(Stored dataset items)
--
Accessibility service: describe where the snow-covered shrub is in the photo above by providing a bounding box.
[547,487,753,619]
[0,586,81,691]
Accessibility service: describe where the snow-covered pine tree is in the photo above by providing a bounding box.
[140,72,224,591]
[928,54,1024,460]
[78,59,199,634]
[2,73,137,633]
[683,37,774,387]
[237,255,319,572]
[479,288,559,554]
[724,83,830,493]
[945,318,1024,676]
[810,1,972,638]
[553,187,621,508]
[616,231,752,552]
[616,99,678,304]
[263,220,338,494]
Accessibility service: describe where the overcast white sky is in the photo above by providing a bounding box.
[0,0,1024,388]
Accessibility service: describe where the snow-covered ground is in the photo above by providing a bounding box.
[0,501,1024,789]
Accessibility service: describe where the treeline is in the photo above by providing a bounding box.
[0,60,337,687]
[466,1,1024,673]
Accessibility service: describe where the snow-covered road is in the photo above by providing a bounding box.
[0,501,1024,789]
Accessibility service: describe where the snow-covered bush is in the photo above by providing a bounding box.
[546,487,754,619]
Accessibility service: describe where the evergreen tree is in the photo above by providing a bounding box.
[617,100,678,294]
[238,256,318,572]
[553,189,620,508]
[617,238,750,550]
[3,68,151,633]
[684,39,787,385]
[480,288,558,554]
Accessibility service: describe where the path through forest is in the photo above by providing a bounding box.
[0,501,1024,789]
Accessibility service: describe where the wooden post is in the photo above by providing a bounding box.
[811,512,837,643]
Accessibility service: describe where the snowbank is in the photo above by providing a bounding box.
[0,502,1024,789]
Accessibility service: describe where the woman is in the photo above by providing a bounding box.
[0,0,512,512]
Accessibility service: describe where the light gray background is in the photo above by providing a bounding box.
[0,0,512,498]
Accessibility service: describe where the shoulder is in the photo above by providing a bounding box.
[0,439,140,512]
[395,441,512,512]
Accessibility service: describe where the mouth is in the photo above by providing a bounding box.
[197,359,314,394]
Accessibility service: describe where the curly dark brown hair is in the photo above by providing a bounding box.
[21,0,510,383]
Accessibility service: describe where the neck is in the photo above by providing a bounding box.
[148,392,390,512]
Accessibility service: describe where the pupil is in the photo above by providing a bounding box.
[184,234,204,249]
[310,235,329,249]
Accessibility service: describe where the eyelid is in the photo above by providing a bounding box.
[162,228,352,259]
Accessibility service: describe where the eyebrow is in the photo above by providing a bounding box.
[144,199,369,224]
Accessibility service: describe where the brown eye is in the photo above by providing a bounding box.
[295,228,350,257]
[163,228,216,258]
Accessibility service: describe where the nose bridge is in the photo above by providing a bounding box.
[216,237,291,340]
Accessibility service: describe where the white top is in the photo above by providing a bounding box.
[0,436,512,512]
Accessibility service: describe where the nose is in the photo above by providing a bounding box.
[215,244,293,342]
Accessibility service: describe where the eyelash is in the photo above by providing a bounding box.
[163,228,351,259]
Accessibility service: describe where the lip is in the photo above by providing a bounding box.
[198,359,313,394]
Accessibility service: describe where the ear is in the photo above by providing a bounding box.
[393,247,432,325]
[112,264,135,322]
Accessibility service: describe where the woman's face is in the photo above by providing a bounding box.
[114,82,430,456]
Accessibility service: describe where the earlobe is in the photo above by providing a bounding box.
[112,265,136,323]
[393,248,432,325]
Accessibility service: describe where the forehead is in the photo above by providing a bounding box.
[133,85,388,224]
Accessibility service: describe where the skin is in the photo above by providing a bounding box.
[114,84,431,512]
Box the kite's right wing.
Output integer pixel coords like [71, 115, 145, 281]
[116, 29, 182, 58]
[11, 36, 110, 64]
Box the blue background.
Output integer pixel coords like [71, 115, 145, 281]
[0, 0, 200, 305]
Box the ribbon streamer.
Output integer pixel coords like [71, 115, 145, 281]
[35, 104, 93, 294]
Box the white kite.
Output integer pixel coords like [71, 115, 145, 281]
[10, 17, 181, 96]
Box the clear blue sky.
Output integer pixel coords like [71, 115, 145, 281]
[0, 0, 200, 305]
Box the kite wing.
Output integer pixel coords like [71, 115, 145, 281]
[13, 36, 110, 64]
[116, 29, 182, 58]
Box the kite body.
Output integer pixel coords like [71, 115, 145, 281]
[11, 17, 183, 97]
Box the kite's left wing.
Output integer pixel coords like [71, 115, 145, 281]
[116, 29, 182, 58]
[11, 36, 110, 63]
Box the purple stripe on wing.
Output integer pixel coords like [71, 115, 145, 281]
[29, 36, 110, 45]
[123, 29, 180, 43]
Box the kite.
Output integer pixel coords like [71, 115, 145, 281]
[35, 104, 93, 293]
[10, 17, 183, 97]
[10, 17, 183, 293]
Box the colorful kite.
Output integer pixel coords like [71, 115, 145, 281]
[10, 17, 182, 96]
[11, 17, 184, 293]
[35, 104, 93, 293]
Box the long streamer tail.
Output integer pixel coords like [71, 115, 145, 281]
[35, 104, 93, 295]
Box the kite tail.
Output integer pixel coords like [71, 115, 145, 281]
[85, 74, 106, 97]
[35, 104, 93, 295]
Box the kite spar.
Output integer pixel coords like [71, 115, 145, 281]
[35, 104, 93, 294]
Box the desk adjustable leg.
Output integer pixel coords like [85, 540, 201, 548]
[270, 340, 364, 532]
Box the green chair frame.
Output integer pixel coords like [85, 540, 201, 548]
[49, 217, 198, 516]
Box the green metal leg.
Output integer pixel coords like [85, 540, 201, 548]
--
### Requirements
Can you return every one of the records above word for word, with nothing altered?

### Task result
Accessibility service: describe where the snow-covered shrub is in the photo above by providing a bounding box.
[547,487,753,619]
[0,586,81,691]
Accessibility service: describe where the snow-covered pine tree is in the photo above by providing a bounding box.
[140,72,224,591]
[928,54,1024,460]
[78,59,199,634]
[2,73,137,633]
[683,37,774,387]
[237,255,319,572]
[479,288,559,554]
[724,83,830,493]
[945,318,1024,676]
[810,1,972,638]
[553,187,621,508]
[616,231,752,552]
[616,99,678,304]
[263,220,338,494]
Accessibility service: describe where the overcast white sky is in the photo above by providing a bounding box.
[0,0,1024,388]
Accessibility service: describe where the snow-covered ground is in the photo above by providing a bounding box.
[0,501,1024,789]
Accessibility service: describe where the treeline is in the photo above by providing a bounding box.
[0,60,337,687]
[466,1,1024,673]
Accessibility service: describe where the snow-covered road is in the photo above by providing a bounding box.
[0,501,1024,789]
Accessibility service: describe where the snow-covered bush is in the photo above by providing a bounding box.
[546,487,754,619]
Accessibility service: describe where the evergreen tree is in the photo above by providing a bounding box.
[617,100,678,294]
[238,256,318,572]
[553,189,620,508]
[617,238,750,550]
[3,68,151,633]
[684,39,787,385]
[480,288,558,554]
Accessibility service: describe where the path through forest is in the photo above by providing a bounding box.
[0,501,1024,789]
Accessibility service: describe where the wooden post is in the photo above by providing a bounding box.
[811,512,837,643]
Accessibility service: describe where the snowbank is in the photo above by providing a bounding box.
[0,502,1024,789]
Accessibility service: describe where the woman is in the photo above by providing a bounding box.
[0,0,512,512]
Accessibility service: describe where the light gray background is in the photo above by providing a bounding box.
[0,0,512,498]
Accessibility service: describe where the shoulder is in the photo above by providing a bounding box.
[0,439,140,512]
[395,441,512,512]
Accessibility service: describe where the mouth is in the photo above by providing a bounding box.
[197,359,314,394]
Accessibility service: describe where the curly dark brown hair is in the photo above by providing a bounding box.
[21,0,510,383]
Accessibility service: describe where the neck is in the photo above by providing a bounding box.
[148,392,390,512]
Accessibility service: describe where the pupil is in the photo above by providing a bounding box.
[184,234,204,249]
[310,235,329,249]
Accessibility service: describe where the eyelid is in the photo above by providing a bounding box.
[162,228,352,259]
Accessibility service: describe where the eyebrow is in the photo above by providing a bounding box.
[144,199,369,224]
Accessibility service: describe where the brown eye is in the photo above by providing a bounding box.
[295,228,350,257]
[163,228,216,258]
Accessibility service: describe where the nose bridge is in the photo above by providing a bounding box.
[216,237,291,340]
Accessibility service: describe where the white top is in the photo above by providing a bounding box.
[0,436,512,512]
Accessibility service: describe where the nose is in the photo above by providing a bounding box.
[215,244,293,342]
Accessibility service: describe where the eyelash is in the photo above by providing a bounding box.
[163,228,351,259]
Accessibility service: describe where the lip is in the photo above by providing a bounding box.
[198,359,313,394]
Accessibility service: describe where the ear is in the photo above by providing a bounding box.
[393,247,432,325]
[112,264,135,322]
Accessibility service: describe where the woman's face is in the photo above by providing a bounding box.
[114,82,430,456]
Accessibility service: describe where the earlobe is in the photo above by providing a bounding box.
[112,265,136,323]
[393,248,432,325]
Accessibility service: describe where the forehead is in the photo above by providing a bounding box.
[133,85,388,224]
Accessibility service: describe where the skin is in the photo above by providing a bounding box.
[114,84,431,512]
Box the kite's right wing.
Output integer pixel coords like [71, 115, 145, 281]
[116, 29, 182, 58]
[11, 36, 110, 64]
Box the blue background.
Output integer pixel coords like [71, 115, 145, 281]
[0, 0, 200, 305]
Box the ribbon streamer.
Output integer pixel coords like [71, 115, 145, 281]
[35, 104, 93, 294]
Box the white kite.
Output integer pixel coords like [71, 115, 145, 281]
[10, 17, 181, 96]
Box the clear blue sky.
Output integer pixel coords like [71, 115, 145, 281]
[0, 0, 200, 305]
Box the kite wing.
Output integer pixel coords like [71, 115, 145, 281]
[13, 36, 110, 64]
[116, 29, 182, 58]
Box the kite body.
Output integer pixel coords like [71, 115, 145, 281]
[11, 17, 183, 97]
Box the kite's left wing.
Output integer pixel coords like [71, 115, 145, 281]
[116, 29, 182, 58]
[11, 36, 110, 63]
Box the purple stripe on wing.
Output integer pixel coords like [71, 115, 145, 281]
[29, 36, 110, 45]
[123, 29, 180, 43]
Box the kite.
Output integer pixel coords like [71, 115, 145, 281]
[35, 104, 93, 293]
[10, 17, 183, 97]
[10, 17, 183, 293]
Box the colorful kite.
Output integer pixel coords like [71, 115, 145, 281]
[10, 17, 182, 96]
[11, 17, 184, 293]
[35, 104, 93, 293]
Box the long streamer tail.
Output integer pixel coords like [71, 115, 145, 281]
[35, 104, 93, 295]
Box the kite tail.
Output integer pixel coords like [71, 115, 145, 281]
[85, 74, 106, 97]
[35, 104, 93, 295]
Box the kite spar.
Output integer pixel coords like [71, 115, 145, 281]
[35, 104, 93, 294]
Box the desk adjustable leg.
Output integer pixel coords like [85, 540, 201, 548]
[270, 340, 364, 532]
Box the green chair frame.
Output integer pixel coords like [85, 540, 201, 548]
[49, 217, 198, 516]
Box the green metal leg.
Output integer pixel coords like [85, 540, 201, 548]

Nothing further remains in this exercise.